» Information given
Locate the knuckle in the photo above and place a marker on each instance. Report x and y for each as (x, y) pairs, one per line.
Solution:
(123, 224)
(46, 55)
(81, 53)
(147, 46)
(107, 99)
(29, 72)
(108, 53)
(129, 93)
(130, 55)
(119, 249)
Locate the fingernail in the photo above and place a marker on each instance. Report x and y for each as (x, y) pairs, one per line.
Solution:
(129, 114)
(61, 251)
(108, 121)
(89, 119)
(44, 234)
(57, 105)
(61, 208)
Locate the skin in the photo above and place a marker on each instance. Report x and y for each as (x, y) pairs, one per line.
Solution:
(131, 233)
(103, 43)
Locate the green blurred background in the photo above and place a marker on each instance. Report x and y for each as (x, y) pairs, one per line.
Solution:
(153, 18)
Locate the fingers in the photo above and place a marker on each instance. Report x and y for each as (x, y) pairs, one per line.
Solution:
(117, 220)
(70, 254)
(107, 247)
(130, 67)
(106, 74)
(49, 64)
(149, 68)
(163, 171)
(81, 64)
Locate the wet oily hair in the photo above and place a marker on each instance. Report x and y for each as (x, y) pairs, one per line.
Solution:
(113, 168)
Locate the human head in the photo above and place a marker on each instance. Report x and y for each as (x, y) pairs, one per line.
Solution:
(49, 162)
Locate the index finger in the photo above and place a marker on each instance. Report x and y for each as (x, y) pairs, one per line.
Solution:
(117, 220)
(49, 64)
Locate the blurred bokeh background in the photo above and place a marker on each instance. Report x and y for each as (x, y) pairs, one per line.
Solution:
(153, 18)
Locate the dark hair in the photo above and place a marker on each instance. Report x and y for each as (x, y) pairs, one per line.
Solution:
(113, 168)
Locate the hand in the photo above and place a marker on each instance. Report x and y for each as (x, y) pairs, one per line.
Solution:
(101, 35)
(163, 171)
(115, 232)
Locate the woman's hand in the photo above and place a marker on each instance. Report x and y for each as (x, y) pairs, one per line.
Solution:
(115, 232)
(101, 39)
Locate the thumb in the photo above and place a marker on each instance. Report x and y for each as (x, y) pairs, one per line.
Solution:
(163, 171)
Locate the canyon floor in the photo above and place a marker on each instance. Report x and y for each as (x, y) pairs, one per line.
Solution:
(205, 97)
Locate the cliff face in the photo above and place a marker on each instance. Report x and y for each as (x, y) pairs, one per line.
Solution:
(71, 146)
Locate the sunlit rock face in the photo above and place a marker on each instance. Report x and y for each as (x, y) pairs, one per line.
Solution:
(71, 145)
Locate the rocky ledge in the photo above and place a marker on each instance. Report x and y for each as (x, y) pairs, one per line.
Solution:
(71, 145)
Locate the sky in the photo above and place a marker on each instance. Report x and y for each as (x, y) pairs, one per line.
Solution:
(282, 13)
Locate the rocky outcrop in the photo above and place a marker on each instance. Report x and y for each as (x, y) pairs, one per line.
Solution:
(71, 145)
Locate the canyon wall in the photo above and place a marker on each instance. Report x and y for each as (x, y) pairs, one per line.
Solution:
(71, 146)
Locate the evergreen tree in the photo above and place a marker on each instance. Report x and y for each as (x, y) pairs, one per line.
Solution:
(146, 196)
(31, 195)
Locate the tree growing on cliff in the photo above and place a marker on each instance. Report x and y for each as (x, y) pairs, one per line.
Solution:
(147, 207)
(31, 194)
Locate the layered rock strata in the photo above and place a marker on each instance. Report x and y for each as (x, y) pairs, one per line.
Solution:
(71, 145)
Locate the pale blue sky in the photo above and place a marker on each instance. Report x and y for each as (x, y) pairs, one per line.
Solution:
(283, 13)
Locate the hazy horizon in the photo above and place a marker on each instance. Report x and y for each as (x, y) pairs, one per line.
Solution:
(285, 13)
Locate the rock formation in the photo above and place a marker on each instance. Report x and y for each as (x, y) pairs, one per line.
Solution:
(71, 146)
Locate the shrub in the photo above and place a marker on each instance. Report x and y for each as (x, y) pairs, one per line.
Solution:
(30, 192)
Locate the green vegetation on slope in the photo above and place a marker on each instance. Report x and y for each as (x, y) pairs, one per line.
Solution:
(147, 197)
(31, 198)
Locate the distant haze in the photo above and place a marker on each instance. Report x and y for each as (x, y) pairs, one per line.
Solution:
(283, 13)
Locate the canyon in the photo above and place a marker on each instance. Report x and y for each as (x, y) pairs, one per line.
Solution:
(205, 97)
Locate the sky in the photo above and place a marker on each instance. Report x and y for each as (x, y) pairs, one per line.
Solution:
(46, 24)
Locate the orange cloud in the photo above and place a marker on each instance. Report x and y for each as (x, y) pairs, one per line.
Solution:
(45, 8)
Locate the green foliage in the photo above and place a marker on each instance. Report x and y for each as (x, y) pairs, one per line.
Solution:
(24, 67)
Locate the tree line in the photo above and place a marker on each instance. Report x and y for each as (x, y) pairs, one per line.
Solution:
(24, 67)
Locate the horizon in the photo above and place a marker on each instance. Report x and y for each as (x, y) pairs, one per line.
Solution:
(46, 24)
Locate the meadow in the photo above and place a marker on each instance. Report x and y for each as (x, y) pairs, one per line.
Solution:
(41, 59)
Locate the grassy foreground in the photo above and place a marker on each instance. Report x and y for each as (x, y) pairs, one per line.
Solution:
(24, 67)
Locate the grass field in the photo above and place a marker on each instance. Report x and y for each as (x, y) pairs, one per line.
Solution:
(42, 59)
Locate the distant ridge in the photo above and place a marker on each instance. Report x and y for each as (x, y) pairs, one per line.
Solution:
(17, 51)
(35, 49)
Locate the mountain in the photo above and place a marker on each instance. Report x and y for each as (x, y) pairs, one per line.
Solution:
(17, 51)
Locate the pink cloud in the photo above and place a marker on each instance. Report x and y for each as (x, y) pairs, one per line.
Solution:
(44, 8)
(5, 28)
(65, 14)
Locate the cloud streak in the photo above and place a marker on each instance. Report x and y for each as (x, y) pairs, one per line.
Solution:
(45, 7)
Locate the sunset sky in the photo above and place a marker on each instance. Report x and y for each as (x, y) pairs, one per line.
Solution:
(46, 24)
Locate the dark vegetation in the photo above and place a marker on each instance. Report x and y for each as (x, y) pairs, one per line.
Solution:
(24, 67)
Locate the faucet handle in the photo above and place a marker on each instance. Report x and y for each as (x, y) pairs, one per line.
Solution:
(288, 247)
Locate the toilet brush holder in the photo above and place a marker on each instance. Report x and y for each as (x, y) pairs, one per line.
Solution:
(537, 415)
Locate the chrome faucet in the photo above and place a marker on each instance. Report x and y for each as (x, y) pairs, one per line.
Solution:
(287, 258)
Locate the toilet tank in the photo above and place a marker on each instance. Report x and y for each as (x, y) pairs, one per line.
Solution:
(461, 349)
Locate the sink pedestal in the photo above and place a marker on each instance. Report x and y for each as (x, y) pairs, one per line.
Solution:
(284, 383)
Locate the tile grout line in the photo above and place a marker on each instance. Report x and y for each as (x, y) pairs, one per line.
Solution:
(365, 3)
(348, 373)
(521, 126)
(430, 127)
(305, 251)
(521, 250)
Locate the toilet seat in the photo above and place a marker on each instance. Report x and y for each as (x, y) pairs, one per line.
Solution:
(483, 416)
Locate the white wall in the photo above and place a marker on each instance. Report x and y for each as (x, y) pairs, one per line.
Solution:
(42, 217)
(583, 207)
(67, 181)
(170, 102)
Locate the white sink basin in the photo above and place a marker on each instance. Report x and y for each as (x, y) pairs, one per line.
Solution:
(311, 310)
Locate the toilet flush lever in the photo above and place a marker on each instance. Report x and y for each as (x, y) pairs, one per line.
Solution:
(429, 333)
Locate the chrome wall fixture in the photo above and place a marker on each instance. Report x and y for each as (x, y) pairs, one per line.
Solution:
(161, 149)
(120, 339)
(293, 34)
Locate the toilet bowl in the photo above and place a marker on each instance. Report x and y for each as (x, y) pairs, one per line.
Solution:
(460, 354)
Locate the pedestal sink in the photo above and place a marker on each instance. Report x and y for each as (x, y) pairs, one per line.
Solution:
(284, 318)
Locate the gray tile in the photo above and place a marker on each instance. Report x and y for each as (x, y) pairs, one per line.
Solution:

» Problem to work on
Work out how many lines of the material contain the word "cliff" and answer with that number only.

» Exercise result
2